* _SET EXERCISE_: Can you reproduce each item below word for word, omitting the pictures?

* _RECORD SET_:
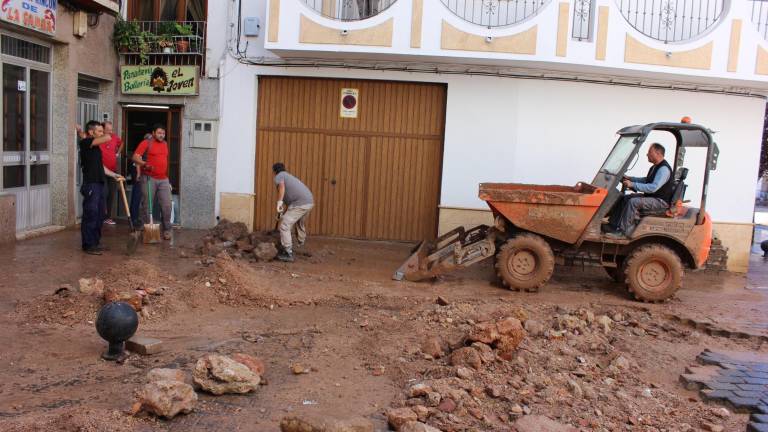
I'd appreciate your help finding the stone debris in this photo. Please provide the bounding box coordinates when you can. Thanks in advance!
[78,278,104,297]
[280,415,375,432]
[387,408,419,431]
[147,368,189,383]
[192,354,261,395]
[132,380,197,419]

* _RESULT_:
I'd appreciate your help finding the stone debris in this photo. Please provide the bounding box coordinates when you can. Thanks in advance!
[78,278,104,297]
[280,415,375,432]
[387,408,419,431]
[147,368,189,383]
[192,354,261,395]
[132,380,197,419]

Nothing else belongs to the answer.